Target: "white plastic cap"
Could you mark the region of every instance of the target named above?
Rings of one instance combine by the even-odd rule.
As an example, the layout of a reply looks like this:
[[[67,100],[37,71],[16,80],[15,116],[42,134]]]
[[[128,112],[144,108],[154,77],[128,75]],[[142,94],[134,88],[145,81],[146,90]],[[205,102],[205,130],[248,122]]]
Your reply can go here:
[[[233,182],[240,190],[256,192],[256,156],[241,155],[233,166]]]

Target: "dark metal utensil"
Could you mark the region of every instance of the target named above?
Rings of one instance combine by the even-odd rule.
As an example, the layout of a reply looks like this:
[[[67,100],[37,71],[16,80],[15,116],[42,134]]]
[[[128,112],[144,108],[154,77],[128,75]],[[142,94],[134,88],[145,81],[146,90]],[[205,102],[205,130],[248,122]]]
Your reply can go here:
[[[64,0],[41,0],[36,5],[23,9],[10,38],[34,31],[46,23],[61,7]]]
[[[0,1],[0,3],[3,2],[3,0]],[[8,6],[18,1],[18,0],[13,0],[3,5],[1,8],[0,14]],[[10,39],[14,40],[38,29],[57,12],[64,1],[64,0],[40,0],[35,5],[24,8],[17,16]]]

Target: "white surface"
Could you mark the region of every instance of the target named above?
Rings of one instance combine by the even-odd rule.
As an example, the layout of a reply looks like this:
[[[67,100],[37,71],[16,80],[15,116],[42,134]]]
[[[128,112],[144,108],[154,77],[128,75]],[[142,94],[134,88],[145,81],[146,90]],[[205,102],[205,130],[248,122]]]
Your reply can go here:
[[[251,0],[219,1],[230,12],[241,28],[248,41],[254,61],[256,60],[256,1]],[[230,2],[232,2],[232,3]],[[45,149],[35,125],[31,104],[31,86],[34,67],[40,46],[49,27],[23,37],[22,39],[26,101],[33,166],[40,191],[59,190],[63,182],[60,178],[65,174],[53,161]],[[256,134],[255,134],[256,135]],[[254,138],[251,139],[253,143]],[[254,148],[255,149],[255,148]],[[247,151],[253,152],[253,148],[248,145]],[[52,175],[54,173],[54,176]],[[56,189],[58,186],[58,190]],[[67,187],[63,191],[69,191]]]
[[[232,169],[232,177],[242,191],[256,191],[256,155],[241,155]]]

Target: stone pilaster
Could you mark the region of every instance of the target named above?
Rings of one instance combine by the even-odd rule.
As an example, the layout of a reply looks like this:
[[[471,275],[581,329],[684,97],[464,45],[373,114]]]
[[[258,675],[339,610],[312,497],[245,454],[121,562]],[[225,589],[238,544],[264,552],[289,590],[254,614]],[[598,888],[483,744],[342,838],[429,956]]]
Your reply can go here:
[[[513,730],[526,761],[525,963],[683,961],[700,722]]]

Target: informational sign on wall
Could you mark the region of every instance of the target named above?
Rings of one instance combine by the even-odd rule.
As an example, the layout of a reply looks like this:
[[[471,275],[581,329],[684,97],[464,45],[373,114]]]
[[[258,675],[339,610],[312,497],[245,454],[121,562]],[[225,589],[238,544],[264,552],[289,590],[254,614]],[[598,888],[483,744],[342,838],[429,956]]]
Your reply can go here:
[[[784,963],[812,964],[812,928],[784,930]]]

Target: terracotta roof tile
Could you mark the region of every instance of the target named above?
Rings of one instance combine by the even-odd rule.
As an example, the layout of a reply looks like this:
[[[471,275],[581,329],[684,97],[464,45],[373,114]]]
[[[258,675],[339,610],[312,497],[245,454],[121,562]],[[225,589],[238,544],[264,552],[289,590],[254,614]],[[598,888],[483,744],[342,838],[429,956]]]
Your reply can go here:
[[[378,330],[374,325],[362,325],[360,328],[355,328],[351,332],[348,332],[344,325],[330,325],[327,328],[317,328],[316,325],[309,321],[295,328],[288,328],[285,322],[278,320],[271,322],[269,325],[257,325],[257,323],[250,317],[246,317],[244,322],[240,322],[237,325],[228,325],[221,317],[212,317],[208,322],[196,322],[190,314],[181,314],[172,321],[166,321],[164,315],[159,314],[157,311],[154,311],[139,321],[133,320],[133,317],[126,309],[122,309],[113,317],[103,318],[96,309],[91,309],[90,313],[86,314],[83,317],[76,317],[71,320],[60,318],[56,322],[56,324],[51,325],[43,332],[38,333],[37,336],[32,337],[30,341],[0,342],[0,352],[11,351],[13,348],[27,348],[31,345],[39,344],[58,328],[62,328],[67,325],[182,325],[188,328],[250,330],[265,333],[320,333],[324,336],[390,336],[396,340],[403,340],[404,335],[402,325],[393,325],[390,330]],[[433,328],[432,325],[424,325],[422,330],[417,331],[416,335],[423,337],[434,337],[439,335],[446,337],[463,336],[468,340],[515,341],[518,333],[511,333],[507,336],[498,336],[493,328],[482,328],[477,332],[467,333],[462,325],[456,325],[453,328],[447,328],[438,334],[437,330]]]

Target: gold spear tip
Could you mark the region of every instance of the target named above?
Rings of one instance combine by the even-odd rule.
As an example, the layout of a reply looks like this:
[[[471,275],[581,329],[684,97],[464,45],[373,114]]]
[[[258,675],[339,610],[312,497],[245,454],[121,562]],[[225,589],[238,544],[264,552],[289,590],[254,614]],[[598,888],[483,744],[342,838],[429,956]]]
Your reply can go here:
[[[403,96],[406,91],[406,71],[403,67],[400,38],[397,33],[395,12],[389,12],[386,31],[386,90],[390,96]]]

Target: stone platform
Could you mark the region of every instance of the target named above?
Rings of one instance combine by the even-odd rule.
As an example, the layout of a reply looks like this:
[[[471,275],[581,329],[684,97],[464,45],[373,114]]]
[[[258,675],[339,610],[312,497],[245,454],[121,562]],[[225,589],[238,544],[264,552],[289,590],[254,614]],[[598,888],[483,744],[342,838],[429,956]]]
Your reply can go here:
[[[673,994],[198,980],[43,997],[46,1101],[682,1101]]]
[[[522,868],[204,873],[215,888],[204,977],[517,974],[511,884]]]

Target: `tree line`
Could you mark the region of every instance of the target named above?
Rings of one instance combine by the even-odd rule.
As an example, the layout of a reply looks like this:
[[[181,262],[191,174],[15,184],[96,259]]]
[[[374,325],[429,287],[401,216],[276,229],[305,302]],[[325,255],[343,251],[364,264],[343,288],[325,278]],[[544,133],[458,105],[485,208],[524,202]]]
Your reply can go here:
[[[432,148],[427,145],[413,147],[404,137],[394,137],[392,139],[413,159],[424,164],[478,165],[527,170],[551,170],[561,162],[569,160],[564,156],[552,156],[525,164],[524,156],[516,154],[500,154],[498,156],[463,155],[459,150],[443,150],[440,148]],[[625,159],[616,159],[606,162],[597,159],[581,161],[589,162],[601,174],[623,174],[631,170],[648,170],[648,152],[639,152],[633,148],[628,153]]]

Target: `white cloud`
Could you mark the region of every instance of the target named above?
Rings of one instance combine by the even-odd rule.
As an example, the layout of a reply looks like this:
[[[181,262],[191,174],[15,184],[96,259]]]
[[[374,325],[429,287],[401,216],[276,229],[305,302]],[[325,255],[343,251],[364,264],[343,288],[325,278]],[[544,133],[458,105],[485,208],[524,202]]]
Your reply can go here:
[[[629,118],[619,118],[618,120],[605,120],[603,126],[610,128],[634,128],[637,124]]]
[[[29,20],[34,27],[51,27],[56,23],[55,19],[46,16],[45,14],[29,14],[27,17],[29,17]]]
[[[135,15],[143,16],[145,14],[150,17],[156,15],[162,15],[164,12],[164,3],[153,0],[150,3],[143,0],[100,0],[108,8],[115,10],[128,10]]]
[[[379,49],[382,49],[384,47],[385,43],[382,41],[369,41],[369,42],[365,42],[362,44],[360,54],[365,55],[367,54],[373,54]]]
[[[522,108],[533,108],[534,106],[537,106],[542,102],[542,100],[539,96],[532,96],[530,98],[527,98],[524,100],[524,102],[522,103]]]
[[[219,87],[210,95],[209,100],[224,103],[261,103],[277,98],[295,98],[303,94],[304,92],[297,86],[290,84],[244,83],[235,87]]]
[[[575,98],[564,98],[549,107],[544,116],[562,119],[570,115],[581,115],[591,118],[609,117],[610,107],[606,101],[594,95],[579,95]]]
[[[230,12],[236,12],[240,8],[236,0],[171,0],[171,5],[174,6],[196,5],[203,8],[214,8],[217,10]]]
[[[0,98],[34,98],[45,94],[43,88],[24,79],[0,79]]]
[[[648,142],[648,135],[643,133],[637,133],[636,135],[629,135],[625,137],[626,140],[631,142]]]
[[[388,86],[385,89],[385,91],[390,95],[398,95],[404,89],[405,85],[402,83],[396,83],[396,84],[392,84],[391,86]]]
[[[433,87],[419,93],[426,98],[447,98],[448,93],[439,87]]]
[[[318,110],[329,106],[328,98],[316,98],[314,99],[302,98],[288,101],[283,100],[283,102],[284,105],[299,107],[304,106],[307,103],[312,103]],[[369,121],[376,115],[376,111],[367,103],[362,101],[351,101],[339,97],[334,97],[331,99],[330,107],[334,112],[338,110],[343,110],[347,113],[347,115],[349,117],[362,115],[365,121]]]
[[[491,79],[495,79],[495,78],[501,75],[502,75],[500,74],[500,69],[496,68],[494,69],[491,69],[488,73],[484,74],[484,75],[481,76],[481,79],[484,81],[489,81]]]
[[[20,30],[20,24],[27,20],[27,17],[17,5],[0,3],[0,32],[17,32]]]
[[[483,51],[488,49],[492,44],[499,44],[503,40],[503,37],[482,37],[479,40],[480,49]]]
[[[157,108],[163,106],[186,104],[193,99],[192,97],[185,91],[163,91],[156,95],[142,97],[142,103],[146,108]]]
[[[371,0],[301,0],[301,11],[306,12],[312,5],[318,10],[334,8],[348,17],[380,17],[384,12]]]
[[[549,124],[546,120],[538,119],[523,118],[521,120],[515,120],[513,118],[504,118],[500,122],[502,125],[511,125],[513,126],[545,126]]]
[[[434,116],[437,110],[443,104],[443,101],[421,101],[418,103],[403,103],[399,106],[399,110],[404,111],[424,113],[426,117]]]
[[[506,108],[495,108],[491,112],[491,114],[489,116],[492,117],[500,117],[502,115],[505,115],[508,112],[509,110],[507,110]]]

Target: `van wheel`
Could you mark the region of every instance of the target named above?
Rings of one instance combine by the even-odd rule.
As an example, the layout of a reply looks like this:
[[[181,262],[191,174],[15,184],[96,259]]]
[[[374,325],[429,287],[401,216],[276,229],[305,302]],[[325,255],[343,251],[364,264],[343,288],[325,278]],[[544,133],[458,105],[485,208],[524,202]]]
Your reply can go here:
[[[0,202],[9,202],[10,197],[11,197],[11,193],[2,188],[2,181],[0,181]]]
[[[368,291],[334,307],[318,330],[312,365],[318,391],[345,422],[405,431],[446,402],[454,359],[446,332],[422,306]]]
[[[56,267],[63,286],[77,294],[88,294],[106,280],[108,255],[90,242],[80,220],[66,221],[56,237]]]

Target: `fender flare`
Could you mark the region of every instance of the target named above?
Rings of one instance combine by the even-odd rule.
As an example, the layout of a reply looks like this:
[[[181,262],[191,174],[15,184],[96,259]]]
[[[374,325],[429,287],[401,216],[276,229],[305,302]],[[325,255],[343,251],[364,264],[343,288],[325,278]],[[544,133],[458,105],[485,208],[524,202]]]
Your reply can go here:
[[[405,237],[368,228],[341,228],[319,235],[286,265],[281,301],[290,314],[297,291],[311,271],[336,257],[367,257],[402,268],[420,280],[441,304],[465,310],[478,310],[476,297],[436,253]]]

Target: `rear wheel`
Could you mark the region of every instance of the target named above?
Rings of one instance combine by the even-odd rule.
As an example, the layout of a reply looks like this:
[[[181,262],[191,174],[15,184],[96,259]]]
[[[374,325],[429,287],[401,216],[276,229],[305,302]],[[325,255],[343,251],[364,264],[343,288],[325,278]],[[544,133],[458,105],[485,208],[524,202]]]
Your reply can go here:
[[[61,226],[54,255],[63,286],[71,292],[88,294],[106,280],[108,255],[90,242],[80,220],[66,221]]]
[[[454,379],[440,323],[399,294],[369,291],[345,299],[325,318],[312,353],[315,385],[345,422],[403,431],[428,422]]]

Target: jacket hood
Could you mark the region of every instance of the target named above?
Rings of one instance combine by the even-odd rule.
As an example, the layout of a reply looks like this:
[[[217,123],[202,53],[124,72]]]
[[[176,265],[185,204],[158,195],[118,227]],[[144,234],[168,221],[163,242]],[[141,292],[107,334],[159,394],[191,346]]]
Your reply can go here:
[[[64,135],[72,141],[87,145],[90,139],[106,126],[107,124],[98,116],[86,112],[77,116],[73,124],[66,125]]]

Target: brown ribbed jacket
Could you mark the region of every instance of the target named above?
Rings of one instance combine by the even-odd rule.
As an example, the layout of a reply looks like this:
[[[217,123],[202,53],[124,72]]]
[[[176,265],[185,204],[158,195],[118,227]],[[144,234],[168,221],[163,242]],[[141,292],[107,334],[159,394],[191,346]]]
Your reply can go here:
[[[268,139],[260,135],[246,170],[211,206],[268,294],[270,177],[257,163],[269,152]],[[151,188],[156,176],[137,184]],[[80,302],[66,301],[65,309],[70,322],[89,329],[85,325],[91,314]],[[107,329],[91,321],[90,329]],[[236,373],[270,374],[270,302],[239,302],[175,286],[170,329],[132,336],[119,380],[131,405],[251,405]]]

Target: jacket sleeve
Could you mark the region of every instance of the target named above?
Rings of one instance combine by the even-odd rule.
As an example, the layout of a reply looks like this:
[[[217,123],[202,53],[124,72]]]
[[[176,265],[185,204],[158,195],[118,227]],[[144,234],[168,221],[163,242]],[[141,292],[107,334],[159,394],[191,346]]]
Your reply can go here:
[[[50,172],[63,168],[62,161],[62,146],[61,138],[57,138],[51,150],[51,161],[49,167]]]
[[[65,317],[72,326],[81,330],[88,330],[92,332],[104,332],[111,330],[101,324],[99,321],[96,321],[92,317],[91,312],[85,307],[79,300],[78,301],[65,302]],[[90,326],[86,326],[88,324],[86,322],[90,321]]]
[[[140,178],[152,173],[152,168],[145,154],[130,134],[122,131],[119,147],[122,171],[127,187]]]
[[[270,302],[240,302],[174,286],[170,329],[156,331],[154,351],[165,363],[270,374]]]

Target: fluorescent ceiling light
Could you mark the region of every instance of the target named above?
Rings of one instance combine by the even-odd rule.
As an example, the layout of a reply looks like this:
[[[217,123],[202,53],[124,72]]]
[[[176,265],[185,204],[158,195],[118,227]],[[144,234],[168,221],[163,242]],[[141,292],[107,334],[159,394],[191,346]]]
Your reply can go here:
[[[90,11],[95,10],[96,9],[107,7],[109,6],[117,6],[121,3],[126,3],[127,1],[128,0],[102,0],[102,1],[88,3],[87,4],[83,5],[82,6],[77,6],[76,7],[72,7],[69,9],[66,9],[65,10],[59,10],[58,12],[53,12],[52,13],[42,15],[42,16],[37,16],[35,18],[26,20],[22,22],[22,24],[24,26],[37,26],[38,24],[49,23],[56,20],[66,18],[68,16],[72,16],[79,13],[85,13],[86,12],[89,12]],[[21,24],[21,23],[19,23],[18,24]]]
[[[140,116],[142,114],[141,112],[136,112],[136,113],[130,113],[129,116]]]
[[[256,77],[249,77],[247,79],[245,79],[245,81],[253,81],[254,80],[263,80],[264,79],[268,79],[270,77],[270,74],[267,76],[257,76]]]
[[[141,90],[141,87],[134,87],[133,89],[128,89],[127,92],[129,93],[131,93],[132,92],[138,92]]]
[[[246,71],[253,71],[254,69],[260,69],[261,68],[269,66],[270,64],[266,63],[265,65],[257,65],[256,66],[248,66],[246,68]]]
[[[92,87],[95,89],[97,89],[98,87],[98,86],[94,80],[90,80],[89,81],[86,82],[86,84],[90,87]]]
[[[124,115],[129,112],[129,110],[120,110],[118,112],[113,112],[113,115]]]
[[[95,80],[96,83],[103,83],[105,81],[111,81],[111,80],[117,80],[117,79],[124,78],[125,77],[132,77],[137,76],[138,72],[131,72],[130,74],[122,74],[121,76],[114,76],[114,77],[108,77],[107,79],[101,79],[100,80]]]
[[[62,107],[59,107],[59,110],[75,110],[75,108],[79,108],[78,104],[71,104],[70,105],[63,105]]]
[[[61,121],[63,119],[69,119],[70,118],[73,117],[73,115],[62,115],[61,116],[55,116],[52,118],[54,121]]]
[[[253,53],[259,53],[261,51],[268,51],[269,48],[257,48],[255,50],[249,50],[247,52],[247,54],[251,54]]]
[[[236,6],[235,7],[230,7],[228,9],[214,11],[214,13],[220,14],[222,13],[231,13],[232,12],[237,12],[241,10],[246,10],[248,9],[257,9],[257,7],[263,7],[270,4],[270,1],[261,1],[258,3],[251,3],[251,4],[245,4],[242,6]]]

______

— DIRECTION —
Format everything from the first line of the items above down to the line containing "[[[232,169],[232,177],[242,191],[256,191],[256,155],[241,155]]]", that line included, as a JSON list of strings with one string per line and blank lines omitted.

— EXERCISE RESPONSE —
[
  "Target: \"white plastic cap\"",
  "Could you mark the region of every instance of the target named above?",
  "Rings of one instance combine by the even-odd rule.",
  "As an example, the layout of a reply looks like this:",
  "[[[67,100],[37,71],[16,80],[15,116],[42,134]]]",
  "[[[128,112],[144,108],[154,77],[128,75]],[[142,94],[134,88],[145,81],[146,90]],[[205,102],[205,130],[248,122]]]",
  "Your reply can go here:",
  "[[[233,182],[240,190],[256,192],[256,156],[241,155],[233,166]]]",
  "Target: \"dark metal utensil\"",
  "Could you mark the region of every instance of the target named above?",
  "Rings of one instance combine by the even-odd rule.",
  "As an example, the layout of a reply looks like this:",
  "[[[67,100],[37,71],[16,80],[15,116],[42,134]]]",
  "[[[128,112],[144,108],[154,77],[128,75]],[[142,94],[134,88],[145,81],[146,90]],[[205,102],[205,130],[248,122]]]",
  "Your reply can go here:",
  "[[[64,0],[41,0],[36,5],[23,9],[10,38],[34,31],[46,23],[61,7]]]",
  "[[[0,1],[0,3],[3,2],[3,0]],[[8,6],[18,1],[18,0],[13,0],[3,5],[1,8],[0,14]],[[10,39],[14,40],[38,29],[57,12],[64,1],[64,0],[40,0],[35,5],[24,8],[17,16]]]",
  "Target: \"white surface\"",
  "Could you mark the region of every instance of the target named above?",
  "Rings of one instance combine by the even-odd rule.",
  "As an example, the layout of a reply looks like this:",
  "[[[67,100],[37,71],[16,80],[15,116],[42,134]]]",
  "[[[128,112],[144,108],[154,77],[128,75]],[[142,94],[134,88],[145,81],[146,90]],[[205,102],[205,130],[248,122]]]",
  "Your reply can go here:",
  "[[[251,0],[219,1],[230,12],[241,28],[248,41],[254,61],[256,60],[256,1]],[[230,2],[232,2],[232,3]],[[45,149],[35,125],[31,104],[31,86],[34,67],[40,46],[49,27],[23,37],[22,39],[26,101],[33,166],[40,191],[59,190],[63,182],[60,178],[65,174],[53,161]],[[256,134],[255,134],[256,135]],[[254,138],[251,139],[253,143]],[[254,148],[255,149],[255,148]],[[247,151],[253,152],[253,148],[248,145]],[[52,175],[54,173],[54,176]],[[56,189],[58,186],[58,190]],[[67,187],[63,191],[69,191]]]",
  "[[[232,169],[232,177],[242,191],[256,191],[256,155],[241,155]]]"
]